> _Excerto_:
******************************

Há dias, consciente do meu corpo envelhecido, quase inerte, deixei-me apanhar pela televisão. Pensei: vou ver. Olhei mas quase não vi nada. Estavam a dar publicidade, em vertigem da imagem e do som, coisas curtas, salvações, benefícios obviamente falsos, produtos gananciosos, e carros, muitos carros, vícios consumistas, conduzidos por belas mulheres ou medusas encantatórias, os cabelos feitos de serpentes coleantes, cegando tudo em volta. Revoltei-me, senti medo e nojo, mudei de canal: também havia um carro parecido com as naves de Flash Gordon. Uma mulher incandescente deslocava-se pendurada dessa máquina, tudo suspenso no espaço"interstelar". O «carro-nave», assim anunciado, rugia acima da  capacidade humana; e eu achei, mais uma vez, que a pornografia também se pode imaginar assim, pelo que resolvi procurar outro canal: o ecrã estava negro e logo apareceu um ponto vermelho ao centro, aumentando de escala, acompanhado por um som estridente insuportável, alcançando uma forma azul circular, sobre a qual, então à escala de toda a janela do televisor, se iniciou a propaganda para incidentes de incapacidade eréctil. Olhei para o comando e pressionei um vulgar canal de serviço público (como lhe chamam): lá estava uma rapariga contorcionista, em cores de Alice no País das Maravilhas, a depelar electricamente certos excessos como pó de Talco, enquanto a câmara circulava do pé à coxa e um homem susurrava... não se esqueça, apenas uma hora antes do acto sexual. Desta vez não decidi nada: deixei o olhar pendurado no ecrã, pensando vagamente que daí a pouco esta proibitiva cartelização dos anúncios em todos os canais, coincidência arrogante e humilhante da mesma acção e até com critérios semelhantes no tempo ou na forma. Não sabia o que vinha a seguir, mas sempre imaginei que poderia ser o noticiário ou a primeira novela da noite. Mas não era assim. Este intervalo publicitário em todo o espaço televisivo português (teriam as populações do norte europeu razão?)



Se as pessoas aguentavam este massacre ao longo da noite, esperando eventualmente o início de um novo programa (e sem protestar por telefone ou por tribunal, evocando possíveis leis aplicadas à comunicação social), então toda a gente desacendia a sua luz dos olhos ou da própria consciência.
Apesar de tudo, fiquei à espera. No canal em que estava sintonizado, a publicidade continuava com toda a sua agitação num tempo irreal, exactamente a par dos outros canais e até subcanais. E de súbito apareceu o título de uma novela. Não começou logo: foi  preciso anunciar primeiro os negócios ou produtos que davam apoio «À PRODUÇÃO». Fui atacado de ansiedade, parti um copo antes de conseguir beber água e deixei-me ser atacado pelo genérico (péssimo) da tal novela, qualquer coisa no género de «ÁGUA SALGADA». Encostei-me. Semi-cerrei os olhos. Os actores funcionavam razoavelmente, a fotografia parecia-me bem, mas a banda sonora encarniçava-se contra mim, tornando-se notada em todas as sequências, e até cenas, mas esteticamente (pela natureza das músicas usadas) canções esganiçadas, a contar a história da história visível, comendo o ruído local, matando os esperados silêncios num olhar demorado em espanto, por exemplo. Lembro-me desta mistela feita pelos brasileiros. Mas nós temos uma cultura e uma aprendizagem próprias.

******************************

> _Tarefa 1_: Repita fielmente as entradas, começando na linha que contém "Expected: one point per instance of the white ceiling" e terminando no fim das entradas, com ambos os extremos incluídos. Não inclua as imagens na resposta.

Rótulos de pontos de objetos
******************************

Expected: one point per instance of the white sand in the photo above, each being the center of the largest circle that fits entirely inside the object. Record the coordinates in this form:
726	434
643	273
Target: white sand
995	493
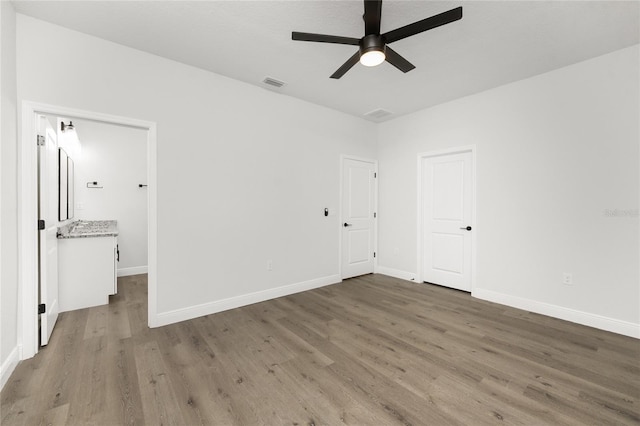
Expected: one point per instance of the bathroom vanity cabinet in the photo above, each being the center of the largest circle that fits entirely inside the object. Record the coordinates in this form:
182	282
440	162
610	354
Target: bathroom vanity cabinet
87	267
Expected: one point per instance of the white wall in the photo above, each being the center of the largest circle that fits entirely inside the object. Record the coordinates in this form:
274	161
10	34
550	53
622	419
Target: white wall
244	174
8	190
115	157
554	153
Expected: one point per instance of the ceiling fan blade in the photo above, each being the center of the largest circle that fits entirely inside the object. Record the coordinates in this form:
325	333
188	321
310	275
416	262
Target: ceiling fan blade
424	25
323	38
397	61
372	16
346	66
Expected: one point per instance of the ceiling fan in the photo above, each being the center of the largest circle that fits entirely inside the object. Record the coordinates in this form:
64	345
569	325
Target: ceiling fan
373	47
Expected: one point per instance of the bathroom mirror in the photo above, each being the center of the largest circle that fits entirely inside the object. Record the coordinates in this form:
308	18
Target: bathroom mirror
70	188
63	161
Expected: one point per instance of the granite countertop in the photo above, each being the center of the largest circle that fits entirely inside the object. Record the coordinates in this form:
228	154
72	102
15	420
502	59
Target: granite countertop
89	228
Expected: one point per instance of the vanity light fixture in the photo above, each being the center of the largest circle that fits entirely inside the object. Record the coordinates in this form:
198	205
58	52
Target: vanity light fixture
65	127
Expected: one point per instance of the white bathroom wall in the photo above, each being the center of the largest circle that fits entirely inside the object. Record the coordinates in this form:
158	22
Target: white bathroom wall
244	174
8	189
116	158
557	189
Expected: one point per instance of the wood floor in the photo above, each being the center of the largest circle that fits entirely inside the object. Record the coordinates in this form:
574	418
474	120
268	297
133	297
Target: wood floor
370	351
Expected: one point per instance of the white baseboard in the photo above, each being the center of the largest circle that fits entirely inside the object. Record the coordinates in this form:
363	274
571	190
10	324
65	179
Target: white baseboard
580	317
8	366
396	273
165	318
135	270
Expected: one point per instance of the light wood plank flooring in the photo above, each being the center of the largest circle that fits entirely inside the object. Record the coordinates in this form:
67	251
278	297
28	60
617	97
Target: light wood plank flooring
371	351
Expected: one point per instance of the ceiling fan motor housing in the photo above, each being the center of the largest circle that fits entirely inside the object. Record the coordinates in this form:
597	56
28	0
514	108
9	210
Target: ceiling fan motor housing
372	42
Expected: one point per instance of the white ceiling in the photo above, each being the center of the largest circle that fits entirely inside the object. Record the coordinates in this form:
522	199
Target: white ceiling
495	43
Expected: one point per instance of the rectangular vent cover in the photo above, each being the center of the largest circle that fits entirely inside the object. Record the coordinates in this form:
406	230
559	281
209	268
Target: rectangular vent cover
273	82
378	113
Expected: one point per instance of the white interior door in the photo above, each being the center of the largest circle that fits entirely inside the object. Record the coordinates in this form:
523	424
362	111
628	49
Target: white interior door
358	210
47	237
447	213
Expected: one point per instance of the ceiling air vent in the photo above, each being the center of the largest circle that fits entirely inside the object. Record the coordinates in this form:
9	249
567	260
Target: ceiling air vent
378	113
270	81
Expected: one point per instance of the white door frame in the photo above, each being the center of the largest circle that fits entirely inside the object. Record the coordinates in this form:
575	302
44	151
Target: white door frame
28	215
375	208
420	228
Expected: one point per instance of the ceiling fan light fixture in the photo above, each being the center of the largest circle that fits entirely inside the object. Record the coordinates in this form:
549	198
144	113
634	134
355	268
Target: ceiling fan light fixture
372	58
372	50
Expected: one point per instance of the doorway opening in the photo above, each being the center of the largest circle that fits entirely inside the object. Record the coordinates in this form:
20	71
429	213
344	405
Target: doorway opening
446	218
28	214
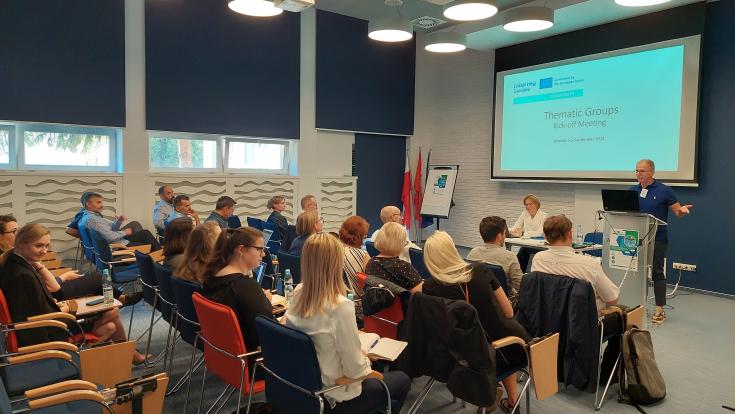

******************************

> _Tarefa 2_: Dê seguimento ao excerto sobre a publicidade na televisão portuguesa a partir do ponto em que termina.

> _Resposta escrita 1_:
Expected: one point per instance of the white ceiling in the photo above, each being the center of the largest circle that fits entirely inside the object. Record the coordinates in this form:
522	199
Target: white ceiling
495	43
Expected: one point per instance of the rectangular vent cover in the photo above, each being the center of the largest circle that fits entirely inside the object. Record the coordinates in this form:
406	230
559	281
209	268
Target: rectangular vent cover
273	82
378	113
Expected: one point per instance of the white interior door in the photo above, each being the center of the largest circle that fits entirely inside the object. Record the coordinates in this form:
523	424
362	111
628	49
Target: white interior door
358	210
47	237
447	213
Expected: one point per instance of the ceiling air vent in the photo above, each being the center of the largest circle that fits entirely inside the object. Record the coordinates in this form:
9	249
567	260
Target: ceiling air vent
378	113
270	81
Expected: one point per instance of the white door frame in the photo above, each being the center of the largest circle that fits entirely inside the object. Record the coordinates in this form:
575	302
44	151
Target: white door frame
28	215
375	208
420	228
Expected: one point per instance of the ceiling fan light fixture in the photo above, each being the center of the largest circle that fits entirely inside the object. Record the coordinates in this form:
549	198
144	113
634	134
355	268
Target: ceiling fan light fixture
372	58
372	50
Expected: one point per instance of the doorway opening in the photo above, each being the center of the largest circle that fits entirely inside the object. Record the coordinates in this form:
20	71
429	213
344	405
Target: doorway opening
446	218
28	214

> _Resposta escrita 2_:
Fui à cozinha buscar outro copo. Comi, de passagem, uma fruta e voltei para a sala. Peguei no jornal. Li "o caso da pulseira do Sócrates". Espiolhei a tragédia da Grécia, com aqueles homens rígidos negando tudo, apertando, ameaçando em surdina (imaginei) que os gajos estavam a pedir uma saída da zona euro. Por causa da palavra lembrei-me do filme  "Stalker" e da famosa «Zona» de eventuais mistérios da tirania dos homens e de Deus.
Na televisão continuava a novela. A família não se entendia. Uma rapariga viera do Dubai saber da filha roubada à nascença. Encontrava, não econtrava. Impingiram-lhe uma a fingir. Depois foi o horror de tal pecado... não sei bem, porque talbém havia um filho roubado, morto havia já dezasseis anos, talvez não, uma troca de meninos, o filho da moça ainda estaria vivo, era preciso procurar. E procurar com gente vil, com quem ela já separara as águas, e assim por diante, os maus, os bons, uma salsada de argumento, a passar diante do nosso pasmo, perto de uma hora -- e sem cortes de publicidade!!!!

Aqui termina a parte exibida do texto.